_EXERCISE OBJECTIVE:_ Reproduce all entries below, replacing each occurrence of "pixel coordinates" with "image coordinates" and leaving every other character unchanged. Omit the pictures from the output.

----------

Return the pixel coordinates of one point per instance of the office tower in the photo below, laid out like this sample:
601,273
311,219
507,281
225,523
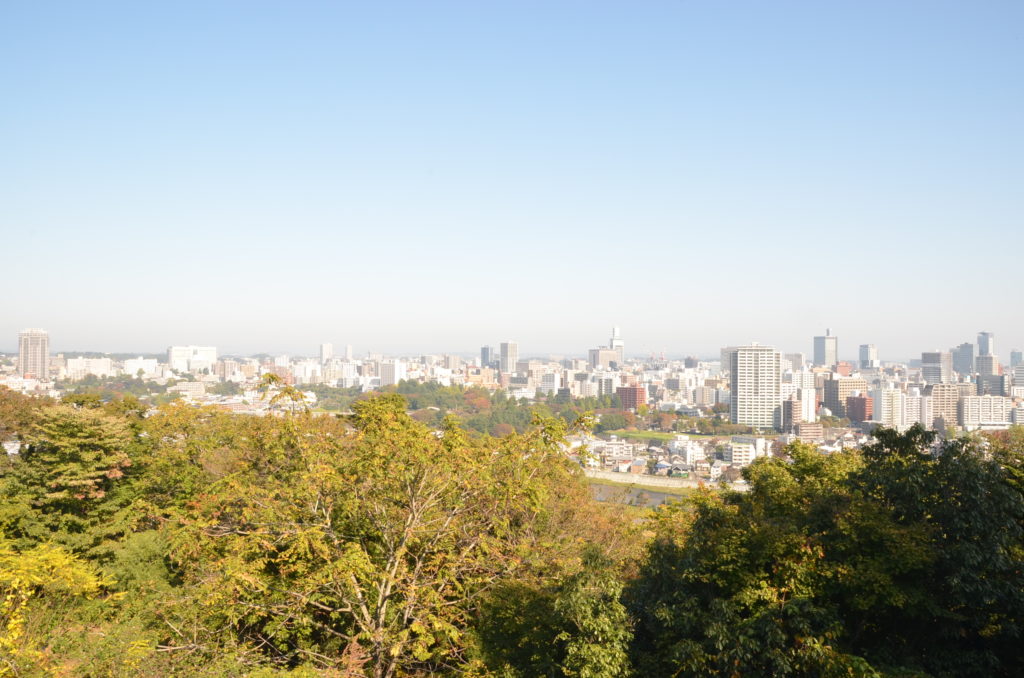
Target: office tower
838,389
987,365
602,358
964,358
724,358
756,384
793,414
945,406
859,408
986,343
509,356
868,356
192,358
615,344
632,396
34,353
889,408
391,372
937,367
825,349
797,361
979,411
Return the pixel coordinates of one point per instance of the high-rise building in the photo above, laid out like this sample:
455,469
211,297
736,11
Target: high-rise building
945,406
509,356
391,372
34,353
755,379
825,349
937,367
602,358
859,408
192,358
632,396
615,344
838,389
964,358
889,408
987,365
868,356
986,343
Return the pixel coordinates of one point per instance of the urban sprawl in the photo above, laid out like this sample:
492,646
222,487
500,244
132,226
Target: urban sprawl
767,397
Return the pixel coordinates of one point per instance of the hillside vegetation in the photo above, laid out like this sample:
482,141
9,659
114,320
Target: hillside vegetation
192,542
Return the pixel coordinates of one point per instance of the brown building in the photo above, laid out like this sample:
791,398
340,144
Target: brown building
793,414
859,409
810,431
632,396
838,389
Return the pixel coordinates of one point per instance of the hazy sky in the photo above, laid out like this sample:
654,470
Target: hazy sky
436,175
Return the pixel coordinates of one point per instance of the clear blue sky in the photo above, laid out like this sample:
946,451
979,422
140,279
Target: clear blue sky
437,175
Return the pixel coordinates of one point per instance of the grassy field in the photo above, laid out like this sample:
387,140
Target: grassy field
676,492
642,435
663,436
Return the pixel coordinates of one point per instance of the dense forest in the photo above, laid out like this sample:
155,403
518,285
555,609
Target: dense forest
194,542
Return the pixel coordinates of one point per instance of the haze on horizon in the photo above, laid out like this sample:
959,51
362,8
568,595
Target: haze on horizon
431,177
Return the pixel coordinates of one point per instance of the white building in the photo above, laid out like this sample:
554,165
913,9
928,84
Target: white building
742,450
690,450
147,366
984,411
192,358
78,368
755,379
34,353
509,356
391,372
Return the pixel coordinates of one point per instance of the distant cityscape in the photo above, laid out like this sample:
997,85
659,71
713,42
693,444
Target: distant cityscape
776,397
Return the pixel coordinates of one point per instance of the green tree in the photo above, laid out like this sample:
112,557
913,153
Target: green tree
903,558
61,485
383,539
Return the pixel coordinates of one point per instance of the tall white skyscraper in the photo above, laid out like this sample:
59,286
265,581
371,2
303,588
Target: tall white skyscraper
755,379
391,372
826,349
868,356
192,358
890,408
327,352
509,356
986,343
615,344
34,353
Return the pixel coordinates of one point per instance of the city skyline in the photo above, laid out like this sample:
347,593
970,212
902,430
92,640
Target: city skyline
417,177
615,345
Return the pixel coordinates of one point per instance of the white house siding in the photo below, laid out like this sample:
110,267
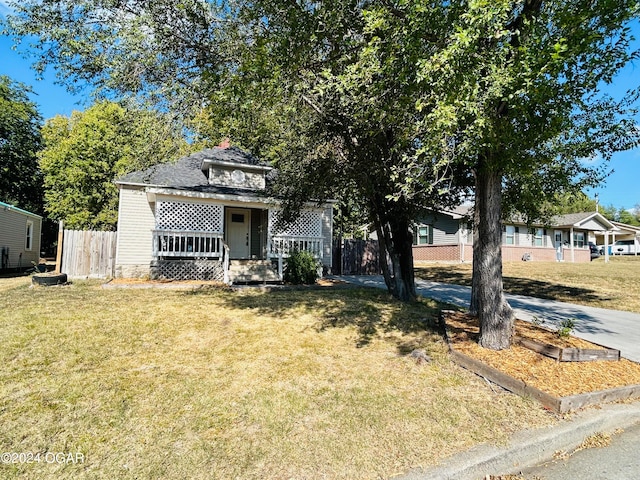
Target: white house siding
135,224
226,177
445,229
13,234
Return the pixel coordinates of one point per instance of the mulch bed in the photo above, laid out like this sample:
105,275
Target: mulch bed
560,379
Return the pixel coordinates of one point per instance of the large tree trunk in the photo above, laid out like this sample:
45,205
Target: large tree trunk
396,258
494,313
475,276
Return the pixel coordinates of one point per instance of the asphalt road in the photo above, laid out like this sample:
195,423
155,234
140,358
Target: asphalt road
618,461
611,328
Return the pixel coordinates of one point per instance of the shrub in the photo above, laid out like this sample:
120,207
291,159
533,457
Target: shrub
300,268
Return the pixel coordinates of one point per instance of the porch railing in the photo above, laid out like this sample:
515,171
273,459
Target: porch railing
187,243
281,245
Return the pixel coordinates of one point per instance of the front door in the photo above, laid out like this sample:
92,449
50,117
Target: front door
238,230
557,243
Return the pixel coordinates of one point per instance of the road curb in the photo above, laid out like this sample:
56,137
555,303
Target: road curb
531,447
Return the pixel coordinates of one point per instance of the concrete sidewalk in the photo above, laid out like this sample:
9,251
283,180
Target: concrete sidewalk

----------

_RESULT:_
Return the image coordinates of one point per instance of the office tower in the photo below, laid out like this sample:
601,273
311,219
507,281
225,523
Target: office tower
838,389
987,365
602,358
964,358
724,358
756,384
793,414
945,406
859,408
986,343
509,356
868,356
192,358
615,344
632,396
34,353
889,408
391,372
937,367
825,349
797,361
979,411
Return the image coordinates of one point per instance of the high-rise building in the photo above, laid out like this sample:
455,469
211,297
736,11
Target: high-rise building
945,406
509,356
391,372
34,353
755,379
825,349
937,367
602,358
859,408
192,358
632,396
615,344
838,389
964,358
889,408
987,365
868,356
986,343
Return the image coordinates of one point per instance of the urban sprawl in the photo above, laid out like this sample:
492,646
222,487
500,244
132,226
Target: urban sprawl
767,397
Return the image coordinates of one point per instance of the hillside vegetation in the photo above, laid out like this sample:
482,141
9,659
114,320
Target: hillside vegetation
192,542
Return the image coordinates of one point per instance of the brown building in the photo above, laid out like this sample:
791,398
340,144
Target: brown building
793,414
859,409
810,431
632,396
838,389
Return the image coordinates of one point per instance of the hazy sky in the photo above, laid out like this sample:
654,470
Target: hazy sky
436,175
Return the image coordinates of one point per instance of the clear blue sky in the photo above, laid out like this sample:
946,451
979,422
140,279
Target: clear blue sky
437,175
Return the image coordinates of one point per instance of the grassy field in the photo above, laid out like this sample:
387,140
Target: grassy field
676,492
642,435
663,436
Return the image coordinates of one point per instance of the dense forest in the photo above, laid out like this sample:
155,403
518,285
555,609
Target: dense forest
194,542
Return the image coordinates of one point per instance of the haze on horizon in the photo above, laid out like this sample:
959,51
362,8
568,595
Target: haze on horizon
431,177
Return the image coordinates of one point per instance of the white building in the photo above, laid out like this sample:
554,165
913,9
928,84
Target: white building
742,450
690,450
147,366
984,411
192,358
78,368
755,379
34,353
509,356
391,372
Return the image coordinates of one point per instance of the distant cityscape in the photo above, laid out like this sample:
997,85
659,71
713,42
693,444
Target: distant cityscape
776,397
Return the image coordinates of one point per instance of the green tree in the photo above, laid out like this sample:
112,557
913,153
Target: green tree
903,558
61,485
383,539
Return the image coordinates of one point per instance of the tall white skyscraper in the photo above, laid out like this sample:
59,286
265,581
371,2
303,588
Target: tall white skyscraper
755,379
391,372
826,349
868,356
192,358
890,408
327,352
509,356
986,343
615,344
34,353
Return the image coordinates of one point per instance of the city skyline in the photo above, laid out like this sample:
347,593
970,212
902,430
92,640
Target: city skyline
417,177
615,345
Return the image coordinates of one point per instance of the white house siding in the photo below, laid out like this sample:
110,267
Target: white house siding
135,224
226,177
445,229
13,234
Return the image coordinates of one point per instance of the mulch bed in the photo above, laid out like this sample:
105,275
Target: mulch bed
560,379
Return the image coordinates of one point per instance of the large tree trunk in the photo above, laid out like this sample:
45,205
Target: large tree trunk
396,258
494,313
475,276
Return the image coordinates of one point per instance of the asphalt road in the photo above, laid out like this sample:
195,423
155,234
140,358
Target: asphalt road
618,461
611,328
Return the image coordinates of one point per instance of the shrub in the photo above, laid out like this sample:
120,207
291,159
533,457
Target: shrub
300,268
Return the image coordinates of one point per instance of the porch railing in the photo above, laid out like this sample:
515,171
273,459
Target: porch railing
187,243
281,245
Return the image coordinates of one point per instance of the front door in the photo above, laid out like this sample:
92,449
50,117
Target: front door
238,230
557,243
Return the image coordinates of one point per instance of the road curb in the photo above, laid out like this sample:
56,137
555,303
Target: road curb
531,447
Return the image coordinates of one point per instance of the concrete sidewalk in the photo above, laid out like this sample:
9,251
283,180
Target: concrete sidewalk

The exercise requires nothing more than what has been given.